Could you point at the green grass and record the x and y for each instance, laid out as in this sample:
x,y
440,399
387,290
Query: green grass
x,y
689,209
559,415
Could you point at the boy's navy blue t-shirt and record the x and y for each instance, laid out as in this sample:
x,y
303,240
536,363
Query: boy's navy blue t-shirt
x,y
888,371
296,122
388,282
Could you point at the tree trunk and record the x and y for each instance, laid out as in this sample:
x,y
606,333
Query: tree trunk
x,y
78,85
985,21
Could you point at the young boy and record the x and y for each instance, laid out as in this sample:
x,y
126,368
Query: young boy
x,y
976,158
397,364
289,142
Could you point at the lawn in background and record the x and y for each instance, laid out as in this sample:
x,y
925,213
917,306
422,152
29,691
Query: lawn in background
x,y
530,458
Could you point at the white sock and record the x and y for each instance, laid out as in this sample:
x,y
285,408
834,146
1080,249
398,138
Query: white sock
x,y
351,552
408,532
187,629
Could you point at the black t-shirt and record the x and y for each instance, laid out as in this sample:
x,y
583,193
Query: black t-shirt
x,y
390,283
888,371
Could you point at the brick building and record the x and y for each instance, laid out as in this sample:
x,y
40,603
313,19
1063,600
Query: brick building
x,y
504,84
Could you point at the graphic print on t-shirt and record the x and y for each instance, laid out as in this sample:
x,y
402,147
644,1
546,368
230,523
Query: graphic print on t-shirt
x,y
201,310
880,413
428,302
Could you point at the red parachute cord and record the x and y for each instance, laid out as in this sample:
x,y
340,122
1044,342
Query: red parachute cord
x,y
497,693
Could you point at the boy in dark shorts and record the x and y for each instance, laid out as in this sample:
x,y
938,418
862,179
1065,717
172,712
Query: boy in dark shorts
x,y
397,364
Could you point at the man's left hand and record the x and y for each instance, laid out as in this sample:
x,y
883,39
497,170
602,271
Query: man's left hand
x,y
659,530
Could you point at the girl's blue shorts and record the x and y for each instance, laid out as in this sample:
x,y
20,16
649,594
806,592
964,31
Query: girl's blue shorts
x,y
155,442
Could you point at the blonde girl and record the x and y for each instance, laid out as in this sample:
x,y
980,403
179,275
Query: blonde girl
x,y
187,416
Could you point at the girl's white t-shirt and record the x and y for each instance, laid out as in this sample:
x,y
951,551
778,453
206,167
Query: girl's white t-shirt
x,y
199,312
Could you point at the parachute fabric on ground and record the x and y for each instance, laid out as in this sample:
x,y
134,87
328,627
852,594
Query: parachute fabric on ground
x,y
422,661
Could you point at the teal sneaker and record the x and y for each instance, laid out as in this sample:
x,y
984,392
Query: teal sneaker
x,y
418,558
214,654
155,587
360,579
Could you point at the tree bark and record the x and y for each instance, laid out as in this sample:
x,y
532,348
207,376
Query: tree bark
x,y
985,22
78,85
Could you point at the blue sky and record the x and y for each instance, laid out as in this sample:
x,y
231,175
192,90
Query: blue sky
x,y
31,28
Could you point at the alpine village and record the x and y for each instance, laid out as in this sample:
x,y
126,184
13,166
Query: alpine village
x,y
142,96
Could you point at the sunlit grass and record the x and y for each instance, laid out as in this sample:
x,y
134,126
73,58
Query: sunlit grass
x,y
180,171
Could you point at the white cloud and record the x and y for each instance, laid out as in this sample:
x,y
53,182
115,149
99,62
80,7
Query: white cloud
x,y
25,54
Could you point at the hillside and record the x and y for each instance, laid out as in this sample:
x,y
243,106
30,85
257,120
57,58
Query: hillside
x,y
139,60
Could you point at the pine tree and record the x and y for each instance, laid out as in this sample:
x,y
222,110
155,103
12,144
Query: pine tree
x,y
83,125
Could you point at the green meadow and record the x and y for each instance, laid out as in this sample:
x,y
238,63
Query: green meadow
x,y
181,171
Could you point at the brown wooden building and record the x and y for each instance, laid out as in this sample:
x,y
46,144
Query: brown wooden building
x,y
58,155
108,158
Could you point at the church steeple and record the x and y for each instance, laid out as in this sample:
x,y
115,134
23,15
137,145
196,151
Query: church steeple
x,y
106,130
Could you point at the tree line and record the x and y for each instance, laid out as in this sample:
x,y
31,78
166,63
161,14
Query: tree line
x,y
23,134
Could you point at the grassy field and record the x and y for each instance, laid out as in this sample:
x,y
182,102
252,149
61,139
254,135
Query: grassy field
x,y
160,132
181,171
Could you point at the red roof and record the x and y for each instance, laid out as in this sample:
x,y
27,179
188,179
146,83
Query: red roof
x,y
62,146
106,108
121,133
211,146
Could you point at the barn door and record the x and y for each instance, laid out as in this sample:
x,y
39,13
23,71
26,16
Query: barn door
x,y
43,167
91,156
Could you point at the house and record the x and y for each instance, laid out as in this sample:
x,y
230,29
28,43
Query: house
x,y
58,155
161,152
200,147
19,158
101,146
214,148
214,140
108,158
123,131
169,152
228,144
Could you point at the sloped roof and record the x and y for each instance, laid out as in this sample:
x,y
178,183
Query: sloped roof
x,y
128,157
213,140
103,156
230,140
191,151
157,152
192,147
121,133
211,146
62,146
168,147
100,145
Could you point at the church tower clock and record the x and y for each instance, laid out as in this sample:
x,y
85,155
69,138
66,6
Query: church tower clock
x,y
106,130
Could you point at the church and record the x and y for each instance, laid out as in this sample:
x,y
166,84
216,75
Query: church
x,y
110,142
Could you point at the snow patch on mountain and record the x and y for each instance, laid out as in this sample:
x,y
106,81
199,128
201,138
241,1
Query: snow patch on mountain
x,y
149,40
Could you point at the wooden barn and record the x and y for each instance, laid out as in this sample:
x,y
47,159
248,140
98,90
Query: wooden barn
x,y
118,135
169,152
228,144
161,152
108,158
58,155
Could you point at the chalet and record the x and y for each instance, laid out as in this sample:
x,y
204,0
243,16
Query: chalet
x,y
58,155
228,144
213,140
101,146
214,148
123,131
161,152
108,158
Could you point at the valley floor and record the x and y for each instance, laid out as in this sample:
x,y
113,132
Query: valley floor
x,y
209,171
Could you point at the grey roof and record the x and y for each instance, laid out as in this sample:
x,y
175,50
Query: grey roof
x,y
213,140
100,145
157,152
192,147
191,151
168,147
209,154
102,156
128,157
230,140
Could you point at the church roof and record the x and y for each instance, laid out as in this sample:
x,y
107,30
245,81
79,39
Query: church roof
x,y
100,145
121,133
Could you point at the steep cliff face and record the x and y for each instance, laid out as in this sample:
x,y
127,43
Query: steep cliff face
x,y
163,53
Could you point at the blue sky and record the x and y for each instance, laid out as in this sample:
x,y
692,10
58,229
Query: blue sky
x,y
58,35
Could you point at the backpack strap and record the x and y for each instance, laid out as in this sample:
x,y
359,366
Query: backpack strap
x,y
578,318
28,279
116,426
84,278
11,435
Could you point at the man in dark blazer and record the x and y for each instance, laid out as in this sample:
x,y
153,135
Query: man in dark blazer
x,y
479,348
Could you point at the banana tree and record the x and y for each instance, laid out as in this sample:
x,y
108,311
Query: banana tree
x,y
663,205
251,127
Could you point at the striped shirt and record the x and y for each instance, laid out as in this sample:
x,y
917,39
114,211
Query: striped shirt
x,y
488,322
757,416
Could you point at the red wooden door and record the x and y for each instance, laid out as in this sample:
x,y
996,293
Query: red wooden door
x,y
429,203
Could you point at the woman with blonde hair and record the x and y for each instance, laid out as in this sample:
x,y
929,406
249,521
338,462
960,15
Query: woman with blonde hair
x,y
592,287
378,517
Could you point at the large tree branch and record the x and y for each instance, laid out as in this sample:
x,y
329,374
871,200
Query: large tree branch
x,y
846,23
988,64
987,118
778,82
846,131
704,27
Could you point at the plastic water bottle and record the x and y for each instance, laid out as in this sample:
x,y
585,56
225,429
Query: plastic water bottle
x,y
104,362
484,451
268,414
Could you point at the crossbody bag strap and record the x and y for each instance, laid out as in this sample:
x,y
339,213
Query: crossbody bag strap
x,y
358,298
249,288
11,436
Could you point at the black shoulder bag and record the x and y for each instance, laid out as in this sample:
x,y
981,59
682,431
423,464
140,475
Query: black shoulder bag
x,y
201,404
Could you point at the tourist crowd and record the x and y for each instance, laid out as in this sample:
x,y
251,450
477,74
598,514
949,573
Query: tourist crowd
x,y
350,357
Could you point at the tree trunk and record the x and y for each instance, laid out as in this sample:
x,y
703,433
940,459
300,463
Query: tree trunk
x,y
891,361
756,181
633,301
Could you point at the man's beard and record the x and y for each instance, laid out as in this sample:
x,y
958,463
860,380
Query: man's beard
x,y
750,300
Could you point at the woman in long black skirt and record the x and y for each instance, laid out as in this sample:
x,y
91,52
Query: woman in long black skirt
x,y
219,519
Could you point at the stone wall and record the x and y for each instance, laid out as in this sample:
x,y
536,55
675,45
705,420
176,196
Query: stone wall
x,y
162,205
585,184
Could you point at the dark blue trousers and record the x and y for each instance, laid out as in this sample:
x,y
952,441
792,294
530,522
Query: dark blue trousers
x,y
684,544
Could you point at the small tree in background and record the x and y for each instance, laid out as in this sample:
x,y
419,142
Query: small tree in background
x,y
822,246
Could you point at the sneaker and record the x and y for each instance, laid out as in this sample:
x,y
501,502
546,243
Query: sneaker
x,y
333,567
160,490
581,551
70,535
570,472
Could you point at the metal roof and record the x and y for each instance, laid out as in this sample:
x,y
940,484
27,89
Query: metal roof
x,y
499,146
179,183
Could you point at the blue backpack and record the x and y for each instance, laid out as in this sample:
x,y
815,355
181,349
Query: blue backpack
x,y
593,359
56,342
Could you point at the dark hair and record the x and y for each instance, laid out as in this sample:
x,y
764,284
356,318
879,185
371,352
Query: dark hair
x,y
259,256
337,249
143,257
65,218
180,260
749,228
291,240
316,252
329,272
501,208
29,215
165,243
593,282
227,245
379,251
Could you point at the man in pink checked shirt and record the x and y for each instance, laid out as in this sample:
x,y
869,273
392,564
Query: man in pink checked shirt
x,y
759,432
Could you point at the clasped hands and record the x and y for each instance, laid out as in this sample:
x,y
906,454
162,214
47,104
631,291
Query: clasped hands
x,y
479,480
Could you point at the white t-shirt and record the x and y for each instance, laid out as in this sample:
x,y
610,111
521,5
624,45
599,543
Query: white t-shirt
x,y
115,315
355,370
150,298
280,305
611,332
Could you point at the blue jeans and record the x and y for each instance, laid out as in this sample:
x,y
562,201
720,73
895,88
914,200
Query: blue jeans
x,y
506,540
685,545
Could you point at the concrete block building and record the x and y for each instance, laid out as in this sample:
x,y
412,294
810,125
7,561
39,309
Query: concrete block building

══════

■ PROBLEM DESCRIPTION
From the data above, count the lines that hold the string "concrete". Reply with only that number.

■ EXERCISE SOLUTION
2